▸ **WHAT THE TASK ASKS**:
Every line in the entries that holds "panel" should be identified and copied.

▸ **Natural-language object grounding data**:
┏━━

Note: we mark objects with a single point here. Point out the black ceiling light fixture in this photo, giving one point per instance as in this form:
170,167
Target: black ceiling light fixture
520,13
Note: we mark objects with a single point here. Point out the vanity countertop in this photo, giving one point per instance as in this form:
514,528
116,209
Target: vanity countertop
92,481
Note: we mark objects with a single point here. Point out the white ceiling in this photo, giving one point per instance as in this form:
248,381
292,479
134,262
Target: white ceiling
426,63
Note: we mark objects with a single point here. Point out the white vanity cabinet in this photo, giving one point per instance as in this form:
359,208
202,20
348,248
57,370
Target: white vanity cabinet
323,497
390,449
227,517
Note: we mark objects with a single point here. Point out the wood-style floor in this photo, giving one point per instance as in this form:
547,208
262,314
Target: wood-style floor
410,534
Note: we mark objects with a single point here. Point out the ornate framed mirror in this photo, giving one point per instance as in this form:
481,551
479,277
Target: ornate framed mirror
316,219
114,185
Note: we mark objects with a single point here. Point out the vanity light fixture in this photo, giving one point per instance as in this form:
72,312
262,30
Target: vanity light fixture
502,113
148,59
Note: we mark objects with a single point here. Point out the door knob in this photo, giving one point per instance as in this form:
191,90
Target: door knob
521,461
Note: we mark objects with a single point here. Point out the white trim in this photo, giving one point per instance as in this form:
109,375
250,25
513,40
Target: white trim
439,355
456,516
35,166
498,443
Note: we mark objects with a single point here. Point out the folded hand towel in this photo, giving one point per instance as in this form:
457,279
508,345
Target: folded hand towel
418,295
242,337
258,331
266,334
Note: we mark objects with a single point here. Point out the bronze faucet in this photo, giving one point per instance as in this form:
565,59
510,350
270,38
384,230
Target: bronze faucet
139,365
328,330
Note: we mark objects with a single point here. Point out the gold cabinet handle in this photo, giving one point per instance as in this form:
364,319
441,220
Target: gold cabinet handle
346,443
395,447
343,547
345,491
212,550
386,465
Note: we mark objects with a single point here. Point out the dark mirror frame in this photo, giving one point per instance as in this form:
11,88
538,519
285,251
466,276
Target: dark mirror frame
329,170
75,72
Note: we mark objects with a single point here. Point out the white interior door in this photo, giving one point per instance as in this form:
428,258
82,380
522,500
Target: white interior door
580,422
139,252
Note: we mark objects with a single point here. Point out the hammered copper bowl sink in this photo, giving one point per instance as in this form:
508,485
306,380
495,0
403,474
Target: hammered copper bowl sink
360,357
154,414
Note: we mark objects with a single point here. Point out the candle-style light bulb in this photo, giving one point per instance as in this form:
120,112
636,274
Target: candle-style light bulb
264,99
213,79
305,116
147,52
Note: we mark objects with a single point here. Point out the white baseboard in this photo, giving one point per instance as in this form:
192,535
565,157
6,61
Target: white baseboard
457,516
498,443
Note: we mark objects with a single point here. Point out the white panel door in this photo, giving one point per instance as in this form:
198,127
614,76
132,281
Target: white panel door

┗━━

▸ **TASK ANSWER**:
Note: we mark objects with a single point here. Point out the white panel door in this photo, giving one point per instance as in this form:
Target: white panel door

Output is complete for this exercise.